All lines holding the word "instance" in the listing below need to be copied.

● ● ● ● ● ● ●

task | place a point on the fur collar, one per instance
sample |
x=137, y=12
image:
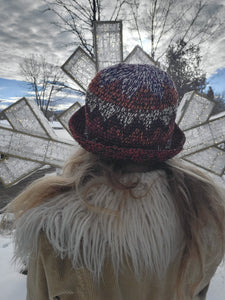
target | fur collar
x=147, y=232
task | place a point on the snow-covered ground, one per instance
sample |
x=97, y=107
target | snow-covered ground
x=13, y=284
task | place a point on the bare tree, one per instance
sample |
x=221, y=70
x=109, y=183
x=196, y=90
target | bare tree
x=45, y=80
x=77, y=17
x=167, y=21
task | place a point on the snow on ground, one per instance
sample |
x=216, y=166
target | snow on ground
x=13, y=284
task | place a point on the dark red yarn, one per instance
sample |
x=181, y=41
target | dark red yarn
x=129, y=115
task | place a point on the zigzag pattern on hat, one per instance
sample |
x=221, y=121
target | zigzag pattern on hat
x=129, y=114
x=126, y=116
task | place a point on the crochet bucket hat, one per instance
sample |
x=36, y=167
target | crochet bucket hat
x=129, y=114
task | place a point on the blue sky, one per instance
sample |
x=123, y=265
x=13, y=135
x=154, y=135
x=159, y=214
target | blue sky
x=12, y=90
x=30, y=31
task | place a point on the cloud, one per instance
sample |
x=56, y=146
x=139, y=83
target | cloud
x=26, y=29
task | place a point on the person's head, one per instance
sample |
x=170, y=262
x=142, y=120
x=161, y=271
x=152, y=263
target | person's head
x=129, y=115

● ● ● ● ● ● ●

» Answer for this exercise
task | place a point on the fur collar, one per instance
task | place a point on the snow-covered ground, one per instance
task | place a point on the bare tree, one per instance
task | place a point on the snow on ground, one per instance
task | place a point on the dark red yarn, one per instance
task | place a point on the zigzag pattern on hat, one per instance
task | place a point on the crochet bucket hat, one per instance
task | place a point on the blue sky, one per instance
task | place a point on the cloud, one per instance
task | place a point on the person's head, one per instance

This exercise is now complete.